┏━━

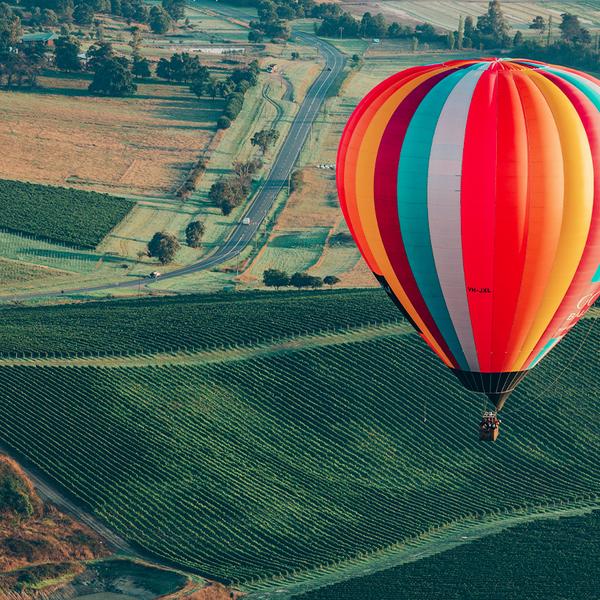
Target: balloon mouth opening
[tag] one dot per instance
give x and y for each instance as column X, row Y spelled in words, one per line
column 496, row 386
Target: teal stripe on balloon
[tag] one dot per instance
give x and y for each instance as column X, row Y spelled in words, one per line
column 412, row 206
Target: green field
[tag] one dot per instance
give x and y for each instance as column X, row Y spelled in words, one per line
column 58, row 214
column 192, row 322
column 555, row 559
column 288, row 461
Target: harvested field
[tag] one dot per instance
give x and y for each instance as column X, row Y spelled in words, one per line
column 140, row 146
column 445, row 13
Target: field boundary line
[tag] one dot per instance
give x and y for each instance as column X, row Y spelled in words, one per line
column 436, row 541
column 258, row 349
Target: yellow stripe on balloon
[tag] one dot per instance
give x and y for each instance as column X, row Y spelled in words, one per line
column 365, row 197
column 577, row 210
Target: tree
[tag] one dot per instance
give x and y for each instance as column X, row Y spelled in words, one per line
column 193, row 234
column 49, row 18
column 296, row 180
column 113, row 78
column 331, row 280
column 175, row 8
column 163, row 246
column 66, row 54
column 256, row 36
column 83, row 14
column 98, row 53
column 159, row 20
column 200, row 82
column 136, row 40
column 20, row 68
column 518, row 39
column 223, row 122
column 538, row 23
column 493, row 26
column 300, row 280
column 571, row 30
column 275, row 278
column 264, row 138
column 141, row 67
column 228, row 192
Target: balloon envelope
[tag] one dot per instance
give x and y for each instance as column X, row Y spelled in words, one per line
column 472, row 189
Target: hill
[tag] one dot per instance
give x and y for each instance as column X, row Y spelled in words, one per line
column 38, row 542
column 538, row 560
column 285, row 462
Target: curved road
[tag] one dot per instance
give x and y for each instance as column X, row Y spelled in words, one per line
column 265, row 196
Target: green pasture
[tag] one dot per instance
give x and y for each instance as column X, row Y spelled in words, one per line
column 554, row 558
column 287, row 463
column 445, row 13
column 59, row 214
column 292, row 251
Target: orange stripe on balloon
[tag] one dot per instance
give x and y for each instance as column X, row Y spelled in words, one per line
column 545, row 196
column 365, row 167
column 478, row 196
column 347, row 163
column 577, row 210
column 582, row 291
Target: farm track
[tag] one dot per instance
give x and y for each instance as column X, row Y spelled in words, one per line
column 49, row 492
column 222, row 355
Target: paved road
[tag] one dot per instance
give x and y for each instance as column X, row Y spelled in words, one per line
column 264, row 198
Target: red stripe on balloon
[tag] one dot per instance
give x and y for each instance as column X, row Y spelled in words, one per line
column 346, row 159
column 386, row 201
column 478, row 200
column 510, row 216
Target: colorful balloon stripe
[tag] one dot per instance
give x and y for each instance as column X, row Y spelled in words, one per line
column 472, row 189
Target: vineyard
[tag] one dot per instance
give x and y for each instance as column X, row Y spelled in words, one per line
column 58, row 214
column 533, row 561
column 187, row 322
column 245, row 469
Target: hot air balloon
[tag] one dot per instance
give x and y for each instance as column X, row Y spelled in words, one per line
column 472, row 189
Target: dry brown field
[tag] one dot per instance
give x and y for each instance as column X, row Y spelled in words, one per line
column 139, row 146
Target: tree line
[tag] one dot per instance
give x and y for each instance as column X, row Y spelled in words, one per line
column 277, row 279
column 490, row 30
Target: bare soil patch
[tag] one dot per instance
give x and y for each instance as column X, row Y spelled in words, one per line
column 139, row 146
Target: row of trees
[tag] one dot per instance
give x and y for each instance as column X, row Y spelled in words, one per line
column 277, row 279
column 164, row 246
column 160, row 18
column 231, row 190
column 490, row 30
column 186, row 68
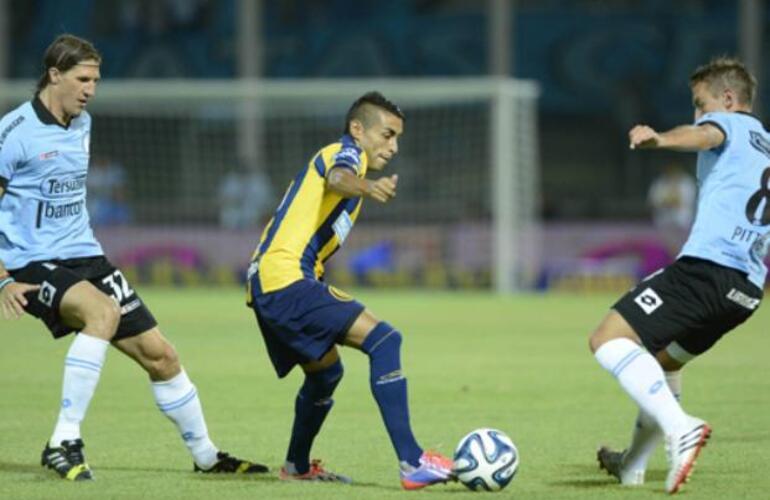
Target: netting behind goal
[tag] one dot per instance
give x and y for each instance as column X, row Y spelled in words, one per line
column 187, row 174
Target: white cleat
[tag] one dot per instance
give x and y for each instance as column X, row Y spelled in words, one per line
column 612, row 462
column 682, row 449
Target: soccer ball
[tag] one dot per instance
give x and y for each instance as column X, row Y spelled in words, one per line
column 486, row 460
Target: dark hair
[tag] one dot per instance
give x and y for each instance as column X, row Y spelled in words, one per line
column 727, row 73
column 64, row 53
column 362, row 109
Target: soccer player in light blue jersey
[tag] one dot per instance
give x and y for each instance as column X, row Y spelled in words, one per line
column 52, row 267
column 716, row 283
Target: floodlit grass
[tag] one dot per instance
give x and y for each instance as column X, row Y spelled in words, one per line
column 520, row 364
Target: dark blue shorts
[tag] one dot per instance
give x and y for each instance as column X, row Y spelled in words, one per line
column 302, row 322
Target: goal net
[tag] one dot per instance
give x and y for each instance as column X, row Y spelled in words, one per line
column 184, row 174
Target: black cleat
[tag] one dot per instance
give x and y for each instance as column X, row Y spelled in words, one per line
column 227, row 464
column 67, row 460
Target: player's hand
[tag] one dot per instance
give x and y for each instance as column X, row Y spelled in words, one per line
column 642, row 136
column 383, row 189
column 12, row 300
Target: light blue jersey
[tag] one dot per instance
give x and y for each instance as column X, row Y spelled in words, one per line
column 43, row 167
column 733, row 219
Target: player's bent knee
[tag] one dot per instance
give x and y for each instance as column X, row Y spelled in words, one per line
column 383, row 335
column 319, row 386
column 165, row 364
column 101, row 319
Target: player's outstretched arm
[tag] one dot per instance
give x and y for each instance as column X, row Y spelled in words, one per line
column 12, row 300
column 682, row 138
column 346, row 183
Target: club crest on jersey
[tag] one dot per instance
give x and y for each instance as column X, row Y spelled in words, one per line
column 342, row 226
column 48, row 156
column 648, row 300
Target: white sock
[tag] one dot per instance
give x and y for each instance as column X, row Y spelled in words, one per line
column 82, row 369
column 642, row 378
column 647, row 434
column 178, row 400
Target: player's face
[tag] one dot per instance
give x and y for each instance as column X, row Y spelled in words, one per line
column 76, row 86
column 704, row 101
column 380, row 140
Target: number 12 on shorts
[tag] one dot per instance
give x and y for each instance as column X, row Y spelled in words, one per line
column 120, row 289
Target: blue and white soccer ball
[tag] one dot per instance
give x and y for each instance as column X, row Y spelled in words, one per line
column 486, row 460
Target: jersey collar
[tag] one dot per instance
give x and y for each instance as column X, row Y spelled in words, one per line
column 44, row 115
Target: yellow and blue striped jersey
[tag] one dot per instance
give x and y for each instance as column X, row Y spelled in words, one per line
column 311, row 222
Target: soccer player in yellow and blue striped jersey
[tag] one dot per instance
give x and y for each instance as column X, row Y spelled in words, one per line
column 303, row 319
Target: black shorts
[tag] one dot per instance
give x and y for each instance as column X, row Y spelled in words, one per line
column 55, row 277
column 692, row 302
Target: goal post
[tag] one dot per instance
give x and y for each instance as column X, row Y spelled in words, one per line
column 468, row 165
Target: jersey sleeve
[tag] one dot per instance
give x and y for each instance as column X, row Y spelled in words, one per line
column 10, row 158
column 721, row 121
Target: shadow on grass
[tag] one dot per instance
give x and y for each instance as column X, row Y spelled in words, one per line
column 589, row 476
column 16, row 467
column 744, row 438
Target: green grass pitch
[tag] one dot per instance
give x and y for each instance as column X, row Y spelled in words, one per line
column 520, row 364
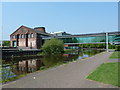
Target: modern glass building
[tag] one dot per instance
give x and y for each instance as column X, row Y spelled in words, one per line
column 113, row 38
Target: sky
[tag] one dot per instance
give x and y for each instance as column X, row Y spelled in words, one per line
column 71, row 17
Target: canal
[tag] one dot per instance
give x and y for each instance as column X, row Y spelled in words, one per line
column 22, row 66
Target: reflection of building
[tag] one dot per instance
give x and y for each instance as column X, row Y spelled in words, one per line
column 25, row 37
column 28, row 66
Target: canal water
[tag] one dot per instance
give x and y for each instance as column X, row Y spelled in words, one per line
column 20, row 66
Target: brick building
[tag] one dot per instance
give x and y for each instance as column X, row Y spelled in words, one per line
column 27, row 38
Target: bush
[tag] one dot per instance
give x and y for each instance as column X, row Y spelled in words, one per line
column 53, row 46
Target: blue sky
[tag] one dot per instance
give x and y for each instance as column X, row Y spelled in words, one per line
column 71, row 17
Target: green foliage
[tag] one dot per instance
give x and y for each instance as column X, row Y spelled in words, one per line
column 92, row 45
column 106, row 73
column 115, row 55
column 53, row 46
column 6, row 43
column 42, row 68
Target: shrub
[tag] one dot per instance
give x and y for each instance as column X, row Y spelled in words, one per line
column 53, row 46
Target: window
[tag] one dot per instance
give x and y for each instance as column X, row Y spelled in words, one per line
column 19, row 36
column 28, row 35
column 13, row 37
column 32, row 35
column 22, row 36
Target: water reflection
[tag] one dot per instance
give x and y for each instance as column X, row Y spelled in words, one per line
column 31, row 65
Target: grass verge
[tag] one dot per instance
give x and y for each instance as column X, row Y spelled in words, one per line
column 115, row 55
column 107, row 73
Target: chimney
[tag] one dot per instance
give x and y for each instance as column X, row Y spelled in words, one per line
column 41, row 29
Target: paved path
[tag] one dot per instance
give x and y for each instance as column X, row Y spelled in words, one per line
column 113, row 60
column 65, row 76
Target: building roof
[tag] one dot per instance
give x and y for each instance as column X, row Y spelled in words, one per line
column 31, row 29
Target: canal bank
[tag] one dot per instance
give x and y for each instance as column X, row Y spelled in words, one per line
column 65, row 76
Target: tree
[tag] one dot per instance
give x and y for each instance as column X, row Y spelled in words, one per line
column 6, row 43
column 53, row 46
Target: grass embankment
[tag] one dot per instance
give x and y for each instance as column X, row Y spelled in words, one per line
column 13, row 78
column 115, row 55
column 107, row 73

┗━━
┏━━

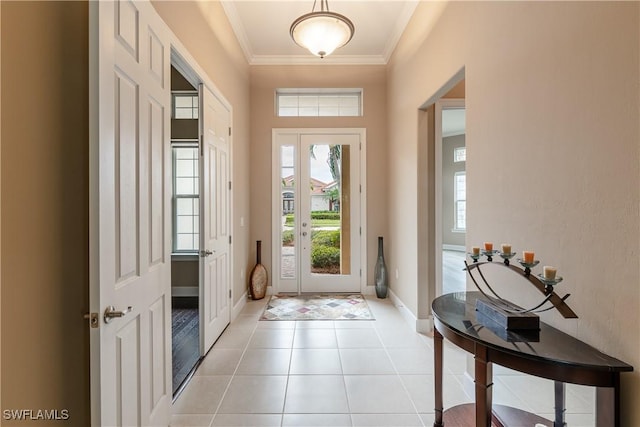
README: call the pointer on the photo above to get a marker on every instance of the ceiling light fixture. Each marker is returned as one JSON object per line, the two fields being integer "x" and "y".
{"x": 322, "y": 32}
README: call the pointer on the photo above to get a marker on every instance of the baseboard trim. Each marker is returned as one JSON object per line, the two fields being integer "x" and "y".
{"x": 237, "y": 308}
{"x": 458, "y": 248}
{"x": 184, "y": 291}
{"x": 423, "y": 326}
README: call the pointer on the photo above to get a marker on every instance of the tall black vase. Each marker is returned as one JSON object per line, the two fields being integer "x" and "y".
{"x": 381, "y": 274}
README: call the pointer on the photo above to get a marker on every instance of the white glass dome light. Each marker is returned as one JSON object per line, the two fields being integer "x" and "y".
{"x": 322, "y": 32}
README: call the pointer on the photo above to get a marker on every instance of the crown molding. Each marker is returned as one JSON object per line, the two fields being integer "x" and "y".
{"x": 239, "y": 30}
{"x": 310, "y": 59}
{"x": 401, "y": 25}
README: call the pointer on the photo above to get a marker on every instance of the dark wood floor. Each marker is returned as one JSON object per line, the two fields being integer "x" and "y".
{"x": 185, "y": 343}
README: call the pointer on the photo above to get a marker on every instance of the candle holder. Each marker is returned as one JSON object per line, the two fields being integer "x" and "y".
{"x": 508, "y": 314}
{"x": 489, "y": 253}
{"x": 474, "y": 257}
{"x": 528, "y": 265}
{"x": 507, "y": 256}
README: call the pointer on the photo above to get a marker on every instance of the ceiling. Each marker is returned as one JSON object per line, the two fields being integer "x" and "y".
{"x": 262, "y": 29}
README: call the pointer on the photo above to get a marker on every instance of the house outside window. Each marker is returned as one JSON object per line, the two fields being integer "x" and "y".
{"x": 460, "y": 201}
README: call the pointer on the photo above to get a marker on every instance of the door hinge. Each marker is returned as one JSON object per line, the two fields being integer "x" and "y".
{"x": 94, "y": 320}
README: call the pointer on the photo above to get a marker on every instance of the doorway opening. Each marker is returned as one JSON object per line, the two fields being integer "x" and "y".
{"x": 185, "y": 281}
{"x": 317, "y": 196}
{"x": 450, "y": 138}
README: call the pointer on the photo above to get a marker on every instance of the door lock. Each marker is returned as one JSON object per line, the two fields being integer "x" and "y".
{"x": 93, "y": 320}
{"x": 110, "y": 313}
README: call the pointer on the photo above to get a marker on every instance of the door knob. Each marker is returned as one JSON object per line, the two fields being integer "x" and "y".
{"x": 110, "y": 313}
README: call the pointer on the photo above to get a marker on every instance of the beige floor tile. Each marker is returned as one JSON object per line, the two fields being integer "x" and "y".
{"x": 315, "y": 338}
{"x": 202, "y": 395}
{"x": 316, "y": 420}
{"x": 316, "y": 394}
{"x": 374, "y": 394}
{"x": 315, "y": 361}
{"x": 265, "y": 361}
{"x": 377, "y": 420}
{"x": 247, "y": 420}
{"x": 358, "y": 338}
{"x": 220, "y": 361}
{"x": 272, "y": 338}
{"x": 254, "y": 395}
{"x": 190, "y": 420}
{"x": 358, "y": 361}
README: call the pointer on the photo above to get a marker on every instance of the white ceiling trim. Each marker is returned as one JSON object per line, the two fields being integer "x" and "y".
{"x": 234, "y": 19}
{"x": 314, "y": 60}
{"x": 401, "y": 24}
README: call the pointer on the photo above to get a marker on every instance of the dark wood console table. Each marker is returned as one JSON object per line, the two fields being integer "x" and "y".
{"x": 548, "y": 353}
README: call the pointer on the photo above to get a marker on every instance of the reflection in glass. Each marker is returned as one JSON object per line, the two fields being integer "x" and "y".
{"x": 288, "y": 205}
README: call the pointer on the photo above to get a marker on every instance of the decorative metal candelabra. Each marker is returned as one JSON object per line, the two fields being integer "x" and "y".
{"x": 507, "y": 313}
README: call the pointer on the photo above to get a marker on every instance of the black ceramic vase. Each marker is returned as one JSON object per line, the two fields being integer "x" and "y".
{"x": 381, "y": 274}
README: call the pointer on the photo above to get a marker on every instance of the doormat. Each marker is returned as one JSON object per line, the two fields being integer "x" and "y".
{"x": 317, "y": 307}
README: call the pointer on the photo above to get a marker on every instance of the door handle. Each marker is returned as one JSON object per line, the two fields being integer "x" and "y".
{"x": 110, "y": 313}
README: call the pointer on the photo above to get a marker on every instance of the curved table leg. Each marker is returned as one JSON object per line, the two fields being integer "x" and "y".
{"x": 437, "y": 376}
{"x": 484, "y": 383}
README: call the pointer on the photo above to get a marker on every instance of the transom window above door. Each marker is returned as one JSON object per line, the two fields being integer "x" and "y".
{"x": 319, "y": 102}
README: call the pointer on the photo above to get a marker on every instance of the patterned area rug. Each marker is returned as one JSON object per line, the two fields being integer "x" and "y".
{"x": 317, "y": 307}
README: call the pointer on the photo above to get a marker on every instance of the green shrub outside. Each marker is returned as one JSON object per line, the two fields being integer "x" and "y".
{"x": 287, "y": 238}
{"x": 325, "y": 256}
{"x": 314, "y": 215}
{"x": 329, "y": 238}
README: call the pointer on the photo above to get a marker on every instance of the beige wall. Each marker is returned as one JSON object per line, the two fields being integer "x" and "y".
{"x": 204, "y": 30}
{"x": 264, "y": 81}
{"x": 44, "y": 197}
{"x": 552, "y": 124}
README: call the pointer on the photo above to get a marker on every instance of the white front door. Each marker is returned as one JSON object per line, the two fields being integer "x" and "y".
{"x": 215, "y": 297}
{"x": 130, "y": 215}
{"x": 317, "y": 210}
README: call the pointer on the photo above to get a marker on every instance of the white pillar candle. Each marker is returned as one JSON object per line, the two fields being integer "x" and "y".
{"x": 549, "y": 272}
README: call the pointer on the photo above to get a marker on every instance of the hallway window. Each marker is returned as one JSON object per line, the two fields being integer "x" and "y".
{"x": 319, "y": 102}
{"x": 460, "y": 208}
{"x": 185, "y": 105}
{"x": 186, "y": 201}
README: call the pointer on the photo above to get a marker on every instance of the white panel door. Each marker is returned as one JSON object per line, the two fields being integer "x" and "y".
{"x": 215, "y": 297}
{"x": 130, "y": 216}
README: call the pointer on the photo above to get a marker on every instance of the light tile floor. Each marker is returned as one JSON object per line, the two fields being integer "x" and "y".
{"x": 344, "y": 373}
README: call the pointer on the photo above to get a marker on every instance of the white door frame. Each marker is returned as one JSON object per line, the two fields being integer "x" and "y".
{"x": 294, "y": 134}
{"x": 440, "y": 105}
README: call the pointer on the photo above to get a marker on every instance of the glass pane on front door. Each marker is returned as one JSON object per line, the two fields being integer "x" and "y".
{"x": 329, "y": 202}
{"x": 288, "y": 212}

┗━━

• [WHAT IS NEEDED]: Which lines of the records above contain the word "grass"? Report each one.

• [RESULT OF THE TASK]:
Target: floodlit grass
Target: shadow on grass
Target: green grass pitch
Target: grass verge
Target: grass embankment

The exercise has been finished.